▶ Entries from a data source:

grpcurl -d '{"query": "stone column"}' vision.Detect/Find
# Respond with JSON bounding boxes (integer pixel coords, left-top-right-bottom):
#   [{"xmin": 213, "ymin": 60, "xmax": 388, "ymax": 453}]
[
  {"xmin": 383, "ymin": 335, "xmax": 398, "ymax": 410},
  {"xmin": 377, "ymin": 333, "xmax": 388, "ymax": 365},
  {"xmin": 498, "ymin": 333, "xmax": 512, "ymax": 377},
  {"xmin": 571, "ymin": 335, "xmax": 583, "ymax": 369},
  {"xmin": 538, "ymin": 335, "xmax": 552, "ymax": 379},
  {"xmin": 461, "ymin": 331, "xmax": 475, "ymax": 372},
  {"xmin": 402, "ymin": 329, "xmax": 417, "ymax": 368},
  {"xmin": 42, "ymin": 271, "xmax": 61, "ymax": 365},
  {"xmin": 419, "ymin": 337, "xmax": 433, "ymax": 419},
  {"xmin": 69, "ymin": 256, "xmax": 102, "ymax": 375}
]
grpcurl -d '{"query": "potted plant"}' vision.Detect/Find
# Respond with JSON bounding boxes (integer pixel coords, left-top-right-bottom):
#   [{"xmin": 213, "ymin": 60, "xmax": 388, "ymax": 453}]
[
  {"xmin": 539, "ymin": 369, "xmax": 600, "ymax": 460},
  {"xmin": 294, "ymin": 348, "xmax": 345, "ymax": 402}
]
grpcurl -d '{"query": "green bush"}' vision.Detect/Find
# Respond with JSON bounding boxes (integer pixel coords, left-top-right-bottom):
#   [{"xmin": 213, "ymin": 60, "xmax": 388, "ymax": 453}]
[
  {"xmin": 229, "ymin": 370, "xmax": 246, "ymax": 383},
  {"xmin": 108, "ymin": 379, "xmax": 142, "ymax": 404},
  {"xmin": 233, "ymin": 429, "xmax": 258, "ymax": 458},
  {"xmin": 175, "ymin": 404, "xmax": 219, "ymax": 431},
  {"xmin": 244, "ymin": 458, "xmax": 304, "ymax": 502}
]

▶ Your instructions:
Reproduce all the entries above with every "pixel coords" swapped for "pixel coordinates", changing nothing else.

▶ Exercise response:
grpcurl -d '{"query": "stone column"}' vision.Detect/Find
# Respond with JSON bounding boxes (integer pixel coordinates, left-top-right-bottom):
#   [{"xmin": 213, "ymin": 60, "xmax": 388, "ymax": 453}]
[
  {"xmin": 383, "ymin": 335, "xmax": 398, "ymax": 410},
  {"xmin": 377, "ymin": 333, "xmax": 388, "ymax": 365},
  {"xmin": 498, "ymin": 333, "xmax": 512, "ymax": 377},
  {"xmin": 571, "ymin": 335, "xmax": 583, "ymax": 369},
  {"xmin": 538, "ymin": 335, "xmax": 552, "ymax": 379},
  {"xmin": 461, "ymin": 331, "xmax": 475, "ymax": 372},
  {"xmin": 402, "ymin": 329, "xmax": 417, "ymax": 368},
  {"xmin": 42, "ymin": 271, "xmax": 61, "ymax": 365},
  {"xmin": 419, "ymin": 337, "xmax": 433, "ymax": 419},
  {"xmin": 69, "ymin": 256, "xmax": 102, "ymax": 375}
]
grpcurl -d '{"query": "potted plant"}' vision.Detect/Find
# Respond with JSON bounding boxes (integer pixel coordinates, left-top-right-bottom):
#   [{"xmin": 213, "ymin": 60, "xmax": 388, "ymax": 453}]
[
  {"xmin": 539, "ymin": 369, "xmax": 600, "ymax": 460},
  {"xmin": 294, "ymin": 348, "xmax": 345, "ymax": 402}
]
grpcurl -d '{"query": "green bush"}' vision.Detect/Find
# Respond with JSON bounding boxes (integer pixel coordinates, left-top-right-bottom):
#   [{"xmin": 213, "ymin": 60, "xmax": 388, "ymax": 453}]
[
  {"xmin": 229, "ymin": 370, "xmax": 246, "ymax": 383},
  {"xmin": 108, "ymin": 379, "xmax": 142, "ymax": 404},
  {"xmin": 233, "ymin": 429, "xmax": 258, "ymax": 458},
  {"xmin": 175, "ymin": 404, "xmax": 219, "ymax": 431},
  {"xmin": 244, "ymin": 458, "xmax": 304, "ymax": 502}
]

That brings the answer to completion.